▶ [PROBLEMS TO SOLVE]:
**1)** List every complication that the premature birth text says a baby born premature can face.
**2)** Decide whether each statement below agrees with the premature birth text. Answer yes or no for each, and quote the words that settle it.
(a) A baby born before 37 weeks is considered premature.
(b) Chichi needed steroid shots in the NICU.
(c) Chichi stayed in the hospital for four weeks.
**3)** Write out the passage of the premature birth text from "Every mom expects" up to and including "Is she hungry?".

▶ [PROVIDED TEXT]:
>>>>

According to the Centers for Disease Controls and Prevention, 1 out of every 8 babies are born premature in the US every year. Babies are considered premature if they are born before 37 weeks. A baby born premature can face a variety of complications such as cerebral palsy, breathing difficulties, and visual difficulties. There can also be complications that aren’t seen until later such as learning difficulties.
A pregnant woman can decrease her chance of having a premature baby if she does not smoke, drink and attends regular checkups by her physician. However, a woman can still have a preemie even if she does everything right. That’s what happened to me, and here’s my story-
Chichi was born a late preemie, at 34 weeks, due to preterm premature rupture of membranes (PPROM). Oddly enough, I had always known she would come early (mother’s intuition!!). But I never thought it would be this early.
I was lucky that Chichi didn’t need steroid shots, or ventilators or much else really except a feeding tube. The first time I saw her in the NICU, she had a feeding tube in and was hooked to the monitors to monitor heart rate, breathing and oxygen saturation. I didn’t know what these things were at the beginning, of course. I remember panicking when I saw so many wires coming in and out of her because I thought she must be really ill. Later, I learned all babies there were hooked to the monitors and that a feeding tube was pretty standard. This is because most preemies don’t know how to suck properly to eat.
She was only in the hospital for 2 weeks. But, it was the longest, most difficult, 2 weeks of my life. I realize that many preemies end up in the hospital for many more weeks, and I honestly cannot imagine the pain that these parents have to go through.
Every mom expects to go home with their new bundle of joy at the same time she gets discharged. There’s the car seat all set up, the crib with the brand new bed sheets waiting for its new resident, everything all shiny and clean.
Going home empty handed felt…just wrong. It felt like I was leaving a vital piece of me in the hospital.
I would think about her constantly when I am at home, and I would worry….Does she miss me? What if the nurses are too busy to tend to her when she cries? Would she think mommy has abandoned her? Is she hungry?
I remember pumping my milk every 3 hours, with tears streaming down my face. I would cry myself to sleep at night. I did a lot of crying those 2 weeks. I also had the baby blues the first week after birth (perfectly normal!). Hubby was distraught every time he saw me cry, and nothing he did could make me feel better. Hubby is a very logical man, and he repeatedly told me the hospital was the best place for baby…that the nurses were looking after her. I remember telling him, that when I gave birth, I must have left my heart in Chichi. People can’t live without their heart. That’s precisely how it felt to have a baby in the hospital. I had a giant gaping hole not only in my uterus, but where my heart should be too. This was all mixed with feelings of guilt. I felt I must have somehow contributed or even caused her to be born premature. Was it something I ate? Something I did? What if I had done something differently? Did I have an underlying infection I didn’t know about?

<<<<

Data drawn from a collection
>>>>

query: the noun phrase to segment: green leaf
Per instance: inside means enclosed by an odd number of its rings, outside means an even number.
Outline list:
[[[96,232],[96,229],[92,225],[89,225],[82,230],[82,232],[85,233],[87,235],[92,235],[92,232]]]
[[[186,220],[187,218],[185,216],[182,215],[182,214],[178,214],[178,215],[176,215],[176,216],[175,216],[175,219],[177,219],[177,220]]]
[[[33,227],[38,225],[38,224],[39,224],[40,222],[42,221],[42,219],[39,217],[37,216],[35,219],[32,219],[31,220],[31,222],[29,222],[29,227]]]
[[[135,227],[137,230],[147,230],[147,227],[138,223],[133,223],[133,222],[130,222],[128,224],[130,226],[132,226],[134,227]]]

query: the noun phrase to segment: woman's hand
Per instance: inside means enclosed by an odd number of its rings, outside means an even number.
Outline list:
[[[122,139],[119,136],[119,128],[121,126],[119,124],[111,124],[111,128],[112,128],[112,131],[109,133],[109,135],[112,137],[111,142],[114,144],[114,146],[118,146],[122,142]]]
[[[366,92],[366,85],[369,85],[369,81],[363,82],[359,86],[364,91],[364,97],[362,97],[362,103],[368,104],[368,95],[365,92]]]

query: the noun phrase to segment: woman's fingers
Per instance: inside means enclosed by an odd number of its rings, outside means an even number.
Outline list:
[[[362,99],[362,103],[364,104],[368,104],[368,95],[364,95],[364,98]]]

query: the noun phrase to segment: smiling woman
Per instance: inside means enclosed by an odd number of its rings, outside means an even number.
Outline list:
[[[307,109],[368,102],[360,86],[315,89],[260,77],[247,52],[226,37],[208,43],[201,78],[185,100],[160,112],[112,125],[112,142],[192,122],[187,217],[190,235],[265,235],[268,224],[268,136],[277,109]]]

<<<<
>>>>

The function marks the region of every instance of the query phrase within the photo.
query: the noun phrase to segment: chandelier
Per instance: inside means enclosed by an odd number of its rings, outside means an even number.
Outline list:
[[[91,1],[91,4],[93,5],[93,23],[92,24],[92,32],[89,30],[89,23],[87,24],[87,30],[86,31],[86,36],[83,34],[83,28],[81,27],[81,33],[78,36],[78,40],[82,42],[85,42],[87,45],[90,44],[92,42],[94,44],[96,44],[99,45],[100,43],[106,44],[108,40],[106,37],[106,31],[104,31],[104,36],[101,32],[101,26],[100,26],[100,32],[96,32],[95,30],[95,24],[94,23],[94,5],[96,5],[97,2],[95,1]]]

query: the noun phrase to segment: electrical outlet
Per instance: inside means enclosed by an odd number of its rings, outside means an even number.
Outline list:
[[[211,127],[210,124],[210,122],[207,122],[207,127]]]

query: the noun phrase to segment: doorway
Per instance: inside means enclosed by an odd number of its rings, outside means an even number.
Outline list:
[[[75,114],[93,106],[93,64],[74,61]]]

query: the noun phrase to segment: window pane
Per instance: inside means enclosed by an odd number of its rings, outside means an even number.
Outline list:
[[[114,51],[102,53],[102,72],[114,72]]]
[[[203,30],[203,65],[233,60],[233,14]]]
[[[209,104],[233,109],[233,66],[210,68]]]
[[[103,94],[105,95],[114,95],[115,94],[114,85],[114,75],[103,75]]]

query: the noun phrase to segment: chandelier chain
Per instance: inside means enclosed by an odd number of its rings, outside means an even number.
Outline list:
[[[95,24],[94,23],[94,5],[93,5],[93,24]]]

<<<<

▶ [RESULTS BY TASK]:
**1)**
- Cerebral palsy
- Breathing difficulties
- Visual difficulties
- Learning difficulties

**2)**
(a) Yes: "Babies are considered premature if they are born before 37 weeks."
(b) No: "I was lucky that Chichi didn’t need steroid shots, or ventilators or much else really except a feeding tube."
(c) No: "She was only in the hospital for 2 weeks."

**3)**
Every mom expects to go home with their new bundle of joy at the same time she gets discharged. There’s the car seat all set up, the crib with the brand new bed sheets waiting for its new resident, everything all shiny and clean.
Going home empty handed felt…just wrong. It felt like I was leaving a vital piece of me in the hospital.
I would think about her constantly when I am at home, and I would worry….Does she miss me? What if the nurses are too busy to tend to her when she cries? Would she think mommy has abandoned her? Is she hungry?